WHAT IS NEEDED » The required output consists solely of the lines from the line containing "of the wooden" through the end of the records, copied exactly.

(Location annotation dataset excerpts)
::::::

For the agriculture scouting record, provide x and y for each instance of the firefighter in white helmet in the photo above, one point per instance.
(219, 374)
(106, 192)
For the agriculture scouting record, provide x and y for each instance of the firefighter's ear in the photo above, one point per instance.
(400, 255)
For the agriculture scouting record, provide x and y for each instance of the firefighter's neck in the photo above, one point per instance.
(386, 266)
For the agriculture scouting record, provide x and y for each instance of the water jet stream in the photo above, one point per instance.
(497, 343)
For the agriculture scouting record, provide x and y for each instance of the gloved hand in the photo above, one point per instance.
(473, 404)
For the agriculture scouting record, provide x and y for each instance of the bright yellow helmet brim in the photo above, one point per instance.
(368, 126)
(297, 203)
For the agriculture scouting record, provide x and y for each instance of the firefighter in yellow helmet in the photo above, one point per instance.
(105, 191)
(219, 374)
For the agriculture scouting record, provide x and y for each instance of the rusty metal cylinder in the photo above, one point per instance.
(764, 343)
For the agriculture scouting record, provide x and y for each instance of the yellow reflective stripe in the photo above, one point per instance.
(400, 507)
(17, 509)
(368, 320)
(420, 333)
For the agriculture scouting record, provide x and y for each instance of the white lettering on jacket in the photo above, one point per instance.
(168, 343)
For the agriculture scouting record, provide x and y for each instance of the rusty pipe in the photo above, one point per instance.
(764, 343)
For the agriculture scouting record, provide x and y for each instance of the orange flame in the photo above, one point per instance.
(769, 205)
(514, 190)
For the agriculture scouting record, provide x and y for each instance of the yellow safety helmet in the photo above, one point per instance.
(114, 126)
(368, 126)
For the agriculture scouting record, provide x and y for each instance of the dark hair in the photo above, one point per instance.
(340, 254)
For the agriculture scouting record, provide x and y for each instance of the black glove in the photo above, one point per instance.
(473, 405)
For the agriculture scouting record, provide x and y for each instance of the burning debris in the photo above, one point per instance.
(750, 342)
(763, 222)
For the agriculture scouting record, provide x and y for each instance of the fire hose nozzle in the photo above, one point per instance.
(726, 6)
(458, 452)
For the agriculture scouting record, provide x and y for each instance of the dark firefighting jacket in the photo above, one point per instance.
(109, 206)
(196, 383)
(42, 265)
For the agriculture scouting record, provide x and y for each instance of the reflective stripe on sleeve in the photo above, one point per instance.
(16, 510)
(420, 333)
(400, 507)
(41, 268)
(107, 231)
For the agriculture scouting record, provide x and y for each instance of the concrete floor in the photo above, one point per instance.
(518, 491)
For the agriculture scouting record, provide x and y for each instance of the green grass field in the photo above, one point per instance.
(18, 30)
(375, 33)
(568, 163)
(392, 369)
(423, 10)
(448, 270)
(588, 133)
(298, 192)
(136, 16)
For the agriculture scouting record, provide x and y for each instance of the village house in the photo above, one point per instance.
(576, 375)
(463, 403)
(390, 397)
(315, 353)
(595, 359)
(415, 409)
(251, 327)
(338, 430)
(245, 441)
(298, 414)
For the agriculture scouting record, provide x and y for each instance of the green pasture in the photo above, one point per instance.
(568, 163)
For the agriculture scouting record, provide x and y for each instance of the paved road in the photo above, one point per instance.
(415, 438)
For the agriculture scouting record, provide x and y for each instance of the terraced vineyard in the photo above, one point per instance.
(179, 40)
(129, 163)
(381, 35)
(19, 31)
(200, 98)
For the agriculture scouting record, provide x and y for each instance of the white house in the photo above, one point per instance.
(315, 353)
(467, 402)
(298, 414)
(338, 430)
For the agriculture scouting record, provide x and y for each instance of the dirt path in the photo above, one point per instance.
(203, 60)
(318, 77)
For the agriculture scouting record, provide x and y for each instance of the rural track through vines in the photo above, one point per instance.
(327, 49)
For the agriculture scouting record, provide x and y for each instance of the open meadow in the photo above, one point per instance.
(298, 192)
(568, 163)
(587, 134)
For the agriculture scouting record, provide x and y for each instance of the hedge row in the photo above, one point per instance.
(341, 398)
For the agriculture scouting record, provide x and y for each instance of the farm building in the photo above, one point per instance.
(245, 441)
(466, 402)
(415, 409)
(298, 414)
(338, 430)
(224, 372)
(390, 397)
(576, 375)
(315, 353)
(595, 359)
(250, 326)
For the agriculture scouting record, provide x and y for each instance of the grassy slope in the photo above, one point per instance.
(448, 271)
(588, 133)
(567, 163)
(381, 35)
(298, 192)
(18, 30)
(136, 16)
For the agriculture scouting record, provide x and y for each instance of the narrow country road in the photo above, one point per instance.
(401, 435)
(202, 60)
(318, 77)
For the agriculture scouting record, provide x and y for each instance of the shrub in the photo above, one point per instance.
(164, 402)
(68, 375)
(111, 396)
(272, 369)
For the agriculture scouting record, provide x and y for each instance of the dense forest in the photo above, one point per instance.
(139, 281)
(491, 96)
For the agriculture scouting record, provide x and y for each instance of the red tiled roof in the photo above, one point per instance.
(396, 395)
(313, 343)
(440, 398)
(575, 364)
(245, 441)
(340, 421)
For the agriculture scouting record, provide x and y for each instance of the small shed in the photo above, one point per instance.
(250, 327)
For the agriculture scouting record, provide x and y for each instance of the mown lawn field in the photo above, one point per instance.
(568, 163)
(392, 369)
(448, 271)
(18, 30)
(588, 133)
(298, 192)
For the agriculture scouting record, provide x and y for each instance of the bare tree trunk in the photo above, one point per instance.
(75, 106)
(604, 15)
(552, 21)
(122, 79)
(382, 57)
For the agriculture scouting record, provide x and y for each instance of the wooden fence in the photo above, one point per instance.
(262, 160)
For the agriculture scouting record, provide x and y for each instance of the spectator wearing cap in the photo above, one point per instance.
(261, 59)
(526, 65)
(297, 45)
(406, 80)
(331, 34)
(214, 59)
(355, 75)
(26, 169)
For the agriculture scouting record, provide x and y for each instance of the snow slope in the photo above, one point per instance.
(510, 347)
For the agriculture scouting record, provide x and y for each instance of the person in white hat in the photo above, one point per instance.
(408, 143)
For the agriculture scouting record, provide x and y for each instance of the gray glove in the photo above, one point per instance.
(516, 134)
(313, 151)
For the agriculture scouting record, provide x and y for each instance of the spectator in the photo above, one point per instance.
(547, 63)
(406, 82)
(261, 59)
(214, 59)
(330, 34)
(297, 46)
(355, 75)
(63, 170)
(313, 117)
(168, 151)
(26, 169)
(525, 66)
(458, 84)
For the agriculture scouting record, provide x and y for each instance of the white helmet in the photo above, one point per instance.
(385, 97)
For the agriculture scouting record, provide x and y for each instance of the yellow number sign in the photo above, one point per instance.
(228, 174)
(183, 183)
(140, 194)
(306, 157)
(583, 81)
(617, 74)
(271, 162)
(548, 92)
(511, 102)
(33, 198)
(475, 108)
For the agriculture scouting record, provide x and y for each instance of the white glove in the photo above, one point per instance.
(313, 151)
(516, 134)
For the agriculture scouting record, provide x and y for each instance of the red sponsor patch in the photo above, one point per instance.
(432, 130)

::::::

RESULT BELOW »
For the agriculture scouting record, provide x and y for each instance of the wooden fence in the photo above, one point per instance.
(262, 160)
For the agriculture scouting record, provide x and y for each instance of the spectator wearing cap in the photo above, one point per instance.
(261, 59)
(526, 65)
(297, 45)
(406, 80)
(331, 34)
(214, 59)
(355, 75)
(26, 169)
For the agriculture scouting record, provide x and y for each instance of the snow slope in the photo above, one point per instance.
(510, 347)
For the agriculture scouting record, provide x and y for each instance of the person in white hat in the photo above, one point per instance.
(408, 143)
For the agriculture scouting record, provide x and y for each instance of the gray glove in the photo above, one point per instance.
(516, 134)
(313, 151)
For the agriculture scouting record, provide x and y for each instance of the spectator in the photo above, one point per instance.
(547, 63)
(406, 82)
(261, 59)
(214, 59)
(330, 34)
(297, 46)
(355, 75)
(63, 170)
(313, 117)
(168, 151)
(26, 169)
(525, 66)
(458, 84)
For the agriculture scouting record, provide x and y for each instance of the white helmet in the photo above, one point per instance.
(385, 97)
For the agriculture scouting record, provide x and y for each instance of the yellow number sign in the photo above, one point per instance.
(228, 174)
(183, 183)
(140, 194)
(306, 157)
(583, 81)
(617, 74)
(271, 162)
(548, 92)
(511, 102)
(33, 198)
(475, 108)
For the agriculture scouting record, provide x and y for each instance of the white glove in the photo above, one point per instance.
(313, 151)
(516, 134)
For the agriculture scouting record, provide x and y for each instance of the red sponsor patch in the photo above, one point per instance.
(432, 130)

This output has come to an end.